(Study questions):
- A) Reproduce the part of the judgment excerpt that begins with the words containing "50.  The decision-maker" and ends with "arrived in Ireland.".
- B) According to the judgment excerpt, what were all the things the decision-maker knew?
- C) Decide whether each statement agrees with the judgment excerpt. (i) The social workers' report was prepared while AS was in Greece. (ii) The social workers' report could help establish a relationship of dependency between AS and his sister. (iii) The report showed that AS and his sister had been in regular contact before his request for international protection in Greece.

50.  The decision-maker knew the circumstances of how AS came to be  transferred from Greece to Ireland. The decision-maker knew that social workers had reported  that it was in his best interests to come to Ireland to live with his sister. The decision-maker  knew that that AS’s sister desired that the authorities permit him to come from Greece to Ireland to live with her. The decision-maker knew that AS has been living with this sister and her family since he arrived in Ireland.

51.  AS was in Greece when the social workers’ report was prepared. The  social workers relied on information supplied by AS’s sister. Their report disclosed that there had been little or no contact between AS and his sister for years prior to his request for international protection in Greece.

52.  The view of  social workers that it was in the best interests of AS to live with his sister was relevant to the decision to accept AS into Ireland. This had no bearing on whether he should be permitted to stay here if is application for international protection was unsuccessful. Their report contained nothing which could be relevant to any of the criteria set out in s.49(3) of the 2015 Act. It could not assist in establishing any “relationship of dependency” between AS and his sister. It could not speak to the nature or extent of familial or other relationships which were yet to be developed.

53.  Any humanitarian considerations or rights to family life or private life  which might weigh on a decision on whether or not to permit AS to stay in Ireland did not arise as a result of “the circumstances” of his transfer from the Hellenic Republic. They  arose because of his presence in Ireland and flowed from development of relationships with his sister and members of her family and others while he has been living in the State.

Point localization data
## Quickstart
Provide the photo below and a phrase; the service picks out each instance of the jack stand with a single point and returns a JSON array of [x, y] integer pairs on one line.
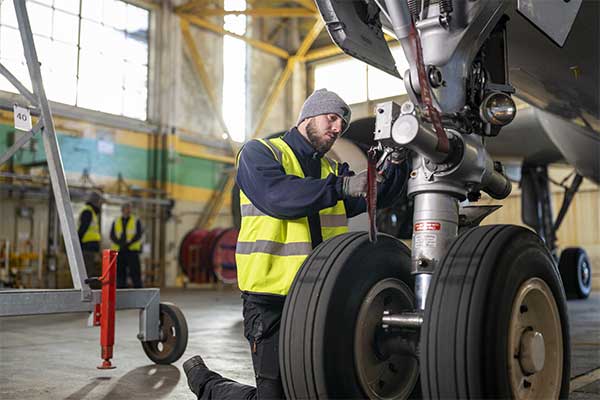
[[107, 307]]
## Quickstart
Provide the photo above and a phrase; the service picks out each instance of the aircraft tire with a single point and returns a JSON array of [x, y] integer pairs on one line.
[[325, 349], [576, 272], [495, 323]]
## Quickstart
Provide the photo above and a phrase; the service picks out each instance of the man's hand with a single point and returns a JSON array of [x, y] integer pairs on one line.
[[355, 186]]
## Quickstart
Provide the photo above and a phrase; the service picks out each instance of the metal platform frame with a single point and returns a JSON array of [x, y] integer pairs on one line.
[[81, 298]]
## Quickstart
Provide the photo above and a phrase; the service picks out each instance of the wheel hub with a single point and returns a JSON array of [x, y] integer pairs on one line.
[[535, 343], [385, 366], [532, 352], [585, 273]]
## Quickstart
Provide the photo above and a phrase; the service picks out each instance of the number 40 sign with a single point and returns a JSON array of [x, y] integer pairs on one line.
[[22, 118]]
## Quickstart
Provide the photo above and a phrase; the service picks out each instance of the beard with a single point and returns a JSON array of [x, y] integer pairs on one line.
[[321, 142]]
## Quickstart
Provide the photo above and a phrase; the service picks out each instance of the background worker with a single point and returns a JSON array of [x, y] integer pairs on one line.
[[90, 237], [292, 198], [126, 234]]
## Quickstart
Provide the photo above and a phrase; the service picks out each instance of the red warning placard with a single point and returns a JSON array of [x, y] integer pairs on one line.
[[427, 226]]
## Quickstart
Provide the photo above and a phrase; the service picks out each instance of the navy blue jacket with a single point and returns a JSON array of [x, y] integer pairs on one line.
[[262, 178]]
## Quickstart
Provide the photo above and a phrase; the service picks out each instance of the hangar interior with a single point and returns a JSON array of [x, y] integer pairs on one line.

(Results of the exercise):
- A)
50.  The decision-maker knew the circumstances of how AS came to be  transferred from Greece to Ireland. The decision-maker knew that social workers had reported  that it was in his best interests to come to Ireland to live with his sister. The decision-maker  knew that that AS’s sister desired that the authorities permit him to come from Greece to Ireland to live with her. The decision-maker knew that AS has been living with this sister and her family since he arrived in Ireland.

- B)
- The circumstances of how AS came to be transferred from Greece to Ireland.
- That social workers had reported that it was in his best interests to come to Ireland to live with his sister.
- That AS's sister desired that the authorities permit him to come from Greece to Ireland to live with her.
- That AS has been living with this sister and her family since he arrived in Ireland.

- C)
(i) Yes: "AS was in Greece when the social workers’ report was prepared."
(ii) No: "It could not assist in establishing any “relationship of dependency” between AS and his sister."
(iii) No: "there had been little or no contact between AS and his sister for years prior to his request for international protection in Greece."